_Data to use_:
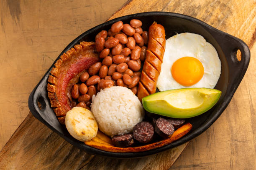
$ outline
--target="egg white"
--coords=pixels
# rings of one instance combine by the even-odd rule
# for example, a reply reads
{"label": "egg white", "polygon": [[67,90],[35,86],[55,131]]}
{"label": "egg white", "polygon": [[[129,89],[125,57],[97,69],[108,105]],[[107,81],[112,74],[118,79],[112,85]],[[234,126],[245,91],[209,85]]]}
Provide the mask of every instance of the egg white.
{"label": "egg white", "polygon": [[[202,78],[197,83],[184,86],[172,77],[171,71],[174,62],[184,57],[197,59],[204,67]],[[165,52],[157,82],[160,91],[182,88],[213,88],[217,84],[221,68],[220,60],[214,47],[202,36],[189,32],[177,34],[166,40]]]}

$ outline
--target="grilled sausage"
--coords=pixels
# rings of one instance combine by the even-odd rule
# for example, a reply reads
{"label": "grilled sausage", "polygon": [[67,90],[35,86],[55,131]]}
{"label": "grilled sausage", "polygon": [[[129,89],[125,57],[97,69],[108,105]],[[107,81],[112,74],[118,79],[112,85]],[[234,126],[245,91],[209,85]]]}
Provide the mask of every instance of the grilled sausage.
{"label": "grilled sausage", "polygon": [[138,90],[138,97],[141,101],[156,92],[165,50],[164,28],[154,22],[148,29],[148,48]]}
{"label": "grilled sausage", "polygon": [[115,146],[124,148],[133,144],[133,136],[131,133],[123,135],[116,135],[112,138],[112,142]]}
{"label": "grilled sausage", "polygon": [[159,136],[167,138],[174,131],[173,125],[165,119],[159,118],[156,121],[155,131]]}

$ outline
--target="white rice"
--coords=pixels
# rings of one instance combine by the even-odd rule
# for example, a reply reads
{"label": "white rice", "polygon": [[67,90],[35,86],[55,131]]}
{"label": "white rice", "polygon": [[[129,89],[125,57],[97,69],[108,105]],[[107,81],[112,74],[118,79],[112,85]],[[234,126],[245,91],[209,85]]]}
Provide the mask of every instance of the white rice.
{"label": "white rice", "polygon": [[92,98],[91,111],[103,133],[113,137],[131,132],[144,116],[141,103],[128,88],[113,86]]}

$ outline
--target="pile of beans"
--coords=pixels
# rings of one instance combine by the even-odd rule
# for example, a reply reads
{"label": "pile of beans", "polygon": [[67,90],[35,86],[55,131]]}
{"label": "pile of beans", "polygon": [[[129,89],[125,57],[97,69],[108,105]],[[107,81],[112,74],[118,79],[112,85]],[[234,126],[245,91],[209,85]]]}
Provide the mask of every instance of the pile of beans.
{"label": "pile of beans", "polygon": [[113,24],[107,32],[103,30],[95,37],[96,49],[101,62],[91,65],[82,74],[81,82],[75,84],[72,96],[77,99],[72,107],[90,109],[92,97],[100,89],[113,86],[130,89],[135,95],[140,81],[141,61],[146,57],[148,33],[141,28],[142,22],[132,20],[130,24],[122,21]]}

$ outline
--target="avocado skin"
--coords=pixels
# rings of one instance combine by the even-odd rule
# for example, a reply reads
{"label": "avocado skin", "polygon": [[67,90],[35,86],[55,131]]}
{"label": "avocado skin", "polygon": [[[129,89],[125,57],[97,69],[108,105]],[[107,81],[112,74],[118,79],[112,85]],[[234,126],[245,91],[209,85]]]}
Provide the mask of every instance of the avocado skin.
{"label": "avocado skin", "polygon": [[[192,109],[181,109],[171,105],[164,100],[164,97],[176,92],[195,90],[205,97],[202,106]],[[216,89],[206,88],[187,88],[171,90],[158,92],[146,96],[142,102],[145,109],[148,112],[156,114],[177,118],[187,118],[201,115],[211,108],[217,102],[221,92]],[[210,99],[205,98],[210,96]],[[207,101],[206,101],[207,100]]]}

_To be done_: Copy out, in full, each line of the records above that contains the string "target".

_Exercise result_:
--target="egg white"
--target="grilled sausage"
--target="white rice"
--target="pile of beans"
--target="avocado skin"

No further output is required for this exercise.